**PAGE TEXT**
===============

Fig. 2A shows that preincubation of THP-1 cells with PP2, an inhibitor of the Src kinases, prior to M-CSF activation reduced the phosphorylation of SHIP-1 (top panel, lanes 6–10) compared with the vehicle control (Me₂SO)-treated samples (top panel, lanes 1–5). Quantitation of these bands is shown in Fig. 2B and indicates that preincubation of THP-1 cells with PP2 resulted in a 2-fold reduction in SHIP-1 phosphorylation after 1 min of M-CSF treatment compared with the Me₂SO-treated lane. Although these data do not signify that Lyn is responsible for the phosphorylation of SHIP-1, they do indicate that the Src kinases are an important component following M-CSF activation.

===============

**DATA FOR ANALYSIS**
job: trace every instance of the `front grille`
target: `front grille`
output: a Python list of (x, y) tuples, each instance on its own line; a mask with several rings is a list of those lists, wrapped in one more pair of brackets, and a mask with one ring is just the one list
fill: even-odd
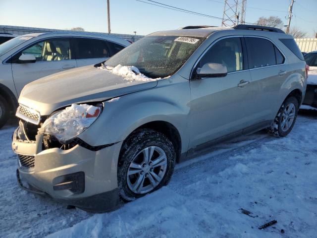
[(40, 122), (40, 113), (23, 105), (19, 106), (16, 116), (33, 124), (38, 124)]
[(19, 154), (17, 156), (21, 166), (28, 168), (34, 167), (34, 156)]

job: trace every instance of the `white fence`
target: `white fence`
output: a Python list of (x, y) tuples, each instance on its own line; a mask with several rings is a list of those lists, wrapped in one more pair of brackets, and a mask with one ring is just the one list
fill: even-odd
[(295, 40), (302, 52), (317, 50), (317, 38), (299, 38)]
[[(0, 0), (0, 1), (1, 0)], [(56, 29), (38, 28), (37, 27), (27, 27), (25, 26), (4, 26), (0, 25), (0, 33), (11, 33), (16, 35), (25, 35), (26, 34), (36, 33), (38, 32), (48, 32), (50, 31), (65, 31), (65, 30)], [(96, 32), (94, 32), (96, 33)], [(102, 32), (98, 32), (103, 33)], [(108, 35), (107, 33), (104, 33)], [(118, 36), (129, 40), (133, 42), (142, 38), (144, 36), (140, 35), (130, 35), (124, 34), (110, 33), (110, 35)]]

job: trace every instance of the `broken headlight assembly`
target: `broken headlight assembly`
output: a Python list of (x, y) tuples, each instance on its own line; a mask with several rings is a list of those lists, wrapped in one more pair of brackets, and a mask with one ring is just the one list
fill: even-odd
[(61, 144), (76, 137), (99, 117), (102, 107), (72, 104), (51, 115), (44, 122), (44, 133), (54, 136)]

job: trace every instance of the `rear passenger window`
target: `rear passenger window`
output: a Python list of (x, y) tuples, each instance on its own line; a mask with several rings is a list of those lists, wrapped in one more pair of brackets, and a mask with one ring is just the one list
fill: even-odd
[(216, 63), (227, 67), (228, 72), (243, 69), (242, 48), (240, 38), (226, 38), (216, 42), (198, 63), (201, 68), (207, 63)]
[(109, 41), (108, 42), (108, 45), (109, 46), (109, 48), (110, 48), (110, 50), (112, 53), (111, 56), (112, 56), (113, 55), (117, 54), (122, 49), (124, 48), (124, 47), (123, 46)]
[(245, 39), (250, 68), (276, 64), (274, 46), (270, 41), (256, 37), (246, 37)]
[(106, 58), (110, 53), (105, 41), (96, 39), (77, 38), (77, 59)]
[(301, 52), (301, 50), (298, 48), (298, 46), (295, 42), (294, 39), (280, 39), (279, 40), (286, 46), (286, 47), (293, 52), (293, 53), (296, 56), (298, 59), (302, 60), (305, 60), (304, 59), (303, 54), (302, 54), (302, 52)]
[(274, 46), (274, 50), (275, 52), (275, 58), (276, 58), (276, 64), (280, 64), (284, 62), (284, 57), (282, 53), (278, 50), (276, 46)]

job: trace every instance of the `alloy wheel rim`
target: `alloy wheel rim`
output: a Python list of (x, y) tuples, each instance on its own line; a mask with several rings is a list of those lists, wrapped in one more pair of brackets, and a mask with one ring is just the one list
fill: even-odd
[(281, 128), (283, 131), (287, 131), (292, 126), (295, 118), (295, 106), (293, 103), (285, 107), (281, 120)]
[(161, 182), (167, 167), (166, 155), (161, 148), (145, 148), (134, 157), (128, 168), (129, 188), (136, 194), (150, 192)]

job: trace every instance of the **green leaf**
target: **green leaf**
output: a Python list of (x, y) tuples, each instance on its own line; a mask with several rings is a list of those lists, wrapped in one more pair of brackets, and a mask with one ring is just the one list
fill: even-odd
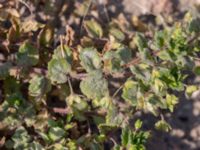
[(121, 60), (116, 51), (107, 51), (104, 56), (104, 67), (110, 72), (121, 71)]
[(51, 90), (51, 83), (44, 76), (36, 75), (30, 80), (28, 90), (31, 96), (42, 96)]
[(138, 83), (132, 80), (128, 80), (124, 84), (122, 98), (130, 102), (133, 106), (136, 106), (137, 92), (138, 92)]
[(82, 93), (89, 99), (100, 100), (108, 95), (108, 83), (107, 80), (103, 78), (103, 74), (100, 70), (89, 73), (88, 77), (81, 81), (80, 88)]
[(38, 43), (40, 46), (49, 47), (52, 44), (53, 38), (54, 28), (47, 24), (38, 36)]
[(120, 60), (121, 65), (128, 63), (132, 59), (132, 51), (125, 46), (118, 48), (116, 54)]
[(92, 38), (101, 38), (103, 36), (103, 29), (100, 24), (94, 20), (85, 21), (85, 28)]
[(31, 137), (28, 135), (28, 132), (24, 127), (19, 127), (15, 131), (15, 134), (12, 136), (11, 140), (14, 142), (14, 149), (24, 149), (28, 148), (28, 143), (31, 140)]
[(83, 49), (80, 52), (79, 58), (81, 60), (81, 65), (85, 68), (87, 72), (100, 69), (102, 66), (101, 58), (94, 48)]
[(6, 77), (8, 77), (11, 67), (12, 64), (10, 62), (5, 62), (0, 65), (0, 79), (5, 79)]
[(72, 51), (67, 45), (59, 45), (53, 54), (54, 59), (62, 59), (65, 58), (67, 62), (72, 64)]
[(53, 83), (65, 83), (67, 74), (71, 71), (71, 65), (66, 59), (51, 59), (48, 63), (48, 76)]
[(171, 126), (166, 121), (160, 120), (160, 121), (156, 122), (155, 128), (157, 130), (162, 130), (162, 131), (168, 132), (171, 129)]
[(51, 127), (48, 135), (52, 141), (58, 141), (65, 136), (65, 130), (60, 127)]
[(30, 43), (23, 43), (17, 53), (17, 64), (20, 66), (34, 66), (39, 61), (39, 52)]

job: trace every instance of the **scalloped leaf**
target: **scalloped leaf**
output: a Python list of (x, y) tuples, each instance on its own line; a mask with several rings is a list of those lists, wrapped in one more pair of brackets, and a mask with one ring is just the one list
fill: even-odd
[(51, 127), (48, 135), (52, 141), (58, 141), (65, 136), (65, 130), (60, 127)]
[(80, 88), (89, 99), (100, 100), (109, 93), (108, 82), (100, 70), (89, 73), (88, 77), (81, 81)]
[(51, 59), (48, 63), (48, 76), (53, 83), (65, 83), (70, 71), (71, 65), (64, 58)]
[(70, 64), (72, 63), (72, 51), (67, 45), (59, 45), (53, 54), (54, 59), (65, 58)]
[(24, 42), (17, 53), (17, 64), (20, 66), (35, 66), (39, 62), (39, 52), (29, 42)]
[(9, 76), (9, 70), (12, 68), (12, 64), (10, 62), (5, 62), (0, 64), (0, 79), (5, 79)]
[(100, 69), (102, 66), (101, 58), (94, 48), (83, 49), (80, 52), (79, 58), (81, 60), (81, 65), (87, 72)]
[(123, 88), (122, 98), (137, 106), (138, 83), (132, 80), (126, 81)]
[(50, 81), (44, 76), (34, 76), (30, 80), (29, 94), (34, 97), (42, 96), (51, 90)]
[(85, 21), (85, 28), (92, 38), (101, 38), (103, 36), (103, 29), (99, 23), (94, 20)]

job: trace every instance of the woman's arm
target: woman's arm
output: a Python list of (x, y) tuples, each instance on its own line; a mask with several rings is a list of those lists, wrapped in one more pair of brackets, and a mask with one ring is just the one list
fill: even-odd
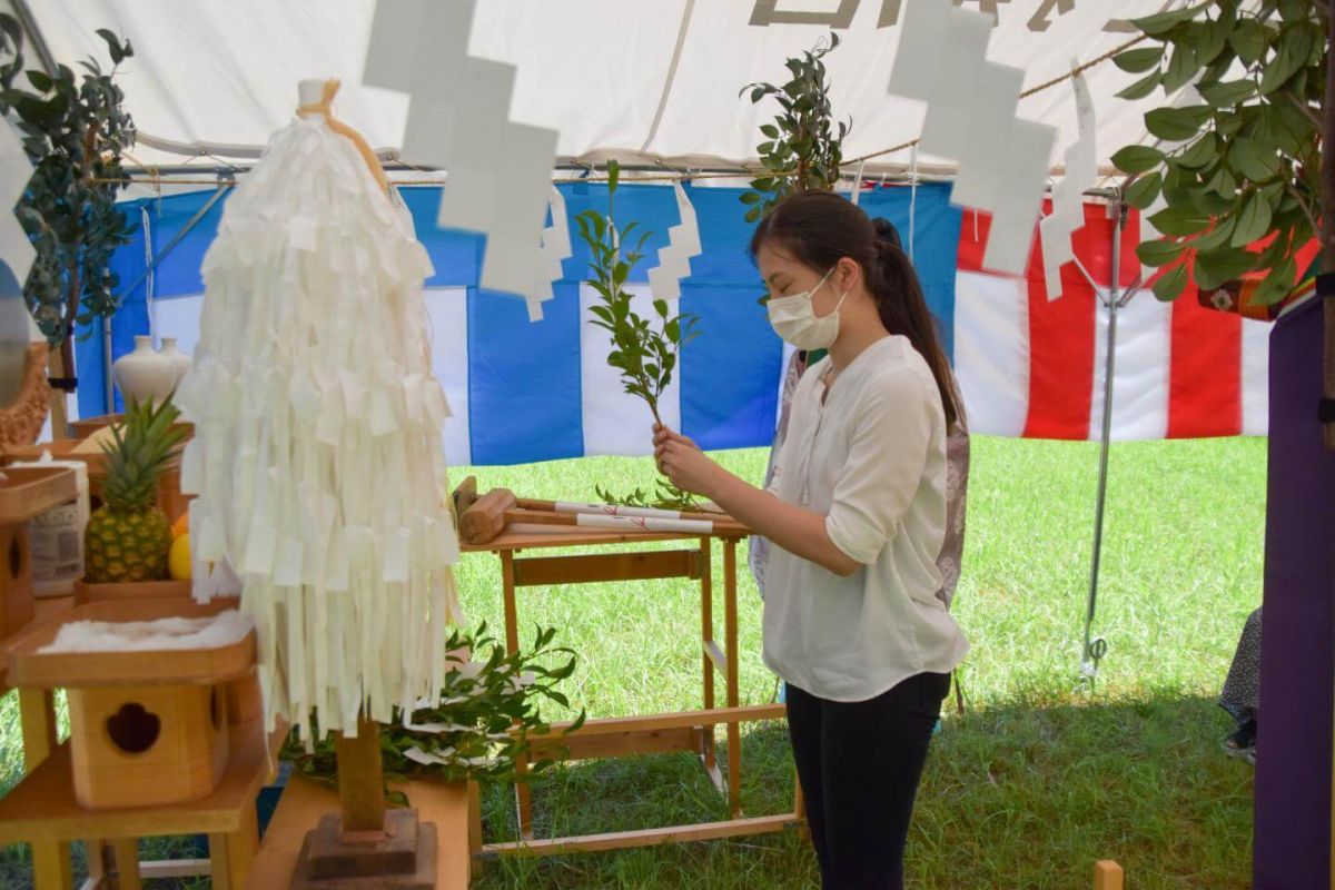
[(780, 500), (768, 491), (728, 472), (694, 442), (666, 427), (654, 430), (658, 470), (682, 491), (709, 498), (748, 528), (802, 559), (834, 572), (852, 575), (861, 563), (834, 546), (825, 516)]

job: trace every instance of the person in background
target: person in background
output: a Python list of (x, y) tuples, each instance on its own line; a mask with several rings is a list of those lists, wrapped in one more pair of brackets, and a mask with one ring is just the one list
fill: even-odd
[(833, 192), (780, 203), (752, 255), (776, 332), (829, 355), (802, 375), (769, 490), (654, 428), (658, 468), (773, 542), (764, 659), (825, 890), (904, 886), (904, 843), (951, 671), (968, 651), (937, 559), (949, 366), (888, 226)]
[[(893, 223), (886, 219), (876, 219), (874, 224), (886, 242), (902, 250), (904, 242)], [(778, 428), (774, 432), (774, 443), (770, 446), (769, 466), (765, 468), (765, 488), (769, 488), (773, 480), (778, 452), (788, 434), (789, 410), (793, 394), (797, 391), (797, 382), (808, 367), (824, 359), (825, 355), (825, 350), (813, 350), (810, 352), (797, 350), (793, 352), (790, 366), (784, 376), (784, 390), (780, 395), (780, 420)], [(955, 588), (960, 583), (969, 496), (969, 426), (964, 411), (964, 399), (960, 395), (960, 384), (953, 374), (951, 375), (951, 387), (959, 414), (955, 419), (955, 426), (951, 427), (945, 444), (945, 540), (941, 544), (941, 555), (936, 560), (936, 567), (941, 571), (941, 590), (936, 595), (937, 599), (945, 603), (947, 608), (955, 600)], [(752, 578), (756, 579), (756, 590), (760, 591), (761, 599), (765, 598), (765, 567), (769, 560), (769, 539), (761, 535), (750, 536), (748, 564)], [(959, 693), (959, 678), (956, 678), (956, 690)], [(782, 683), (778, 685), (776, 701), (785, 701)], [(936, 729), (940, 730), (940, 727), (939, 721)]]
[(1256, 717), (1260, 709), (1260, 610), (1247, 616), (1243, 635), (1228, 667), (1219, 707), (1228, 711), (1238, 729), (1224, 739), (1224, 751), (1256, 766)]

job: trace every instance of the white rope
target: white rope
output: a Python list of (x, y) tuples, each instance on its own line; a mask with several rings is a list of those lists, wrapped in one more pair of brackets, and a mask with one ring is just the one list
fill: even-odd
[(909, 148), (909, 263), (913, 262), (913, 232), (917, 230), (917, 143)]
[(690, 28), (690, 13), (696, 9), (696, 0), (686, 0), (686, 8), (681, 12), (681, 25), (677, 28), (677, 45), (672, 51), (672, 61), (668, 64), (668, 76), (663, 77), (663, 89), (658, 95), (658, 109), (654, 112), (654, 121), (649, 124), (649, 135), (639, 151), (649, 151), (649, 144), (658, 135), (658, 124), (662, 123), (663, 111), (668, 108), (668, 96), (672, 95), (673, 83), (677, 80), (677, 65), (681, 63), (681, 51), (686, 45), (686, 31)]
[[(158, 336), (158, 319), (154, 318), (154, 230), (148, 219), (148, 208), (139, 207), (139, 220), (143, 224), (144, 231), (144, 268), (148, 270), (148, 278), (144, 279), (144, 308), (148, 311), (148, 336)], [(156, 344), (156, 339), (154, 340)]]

===============

**TASK STATEMENT**
Quote the passage on PP2 and SHIP-1 phosphorylation in full, word for word.

**COMPLETED TASK**
Fig. 2A shows that preincubation of THP-1 cells with PP2, an inhibitor of the Src kinases, prior to M-CSF activation reduced the phosphorylation of SHIP-1 (top panel, lanes 6–10) compared with the vehicle control (Me₂SO)-treated samples (top panel, lanes 1–5). Quantitation of these bands is shown in Fig. 2B and indicates that preincubation of THP-1 cells with PP2 resulted in a 2-fold reduction in SHIP-1 phosphorylation after 1 min of M-CSF treatment compared with the Me₂SO-treated lane. Although these data do not signify that Lyn is responsible for the phosphorylation of SHIP-1, they do indicate that the Src kinases are an important component following M-CSF activation.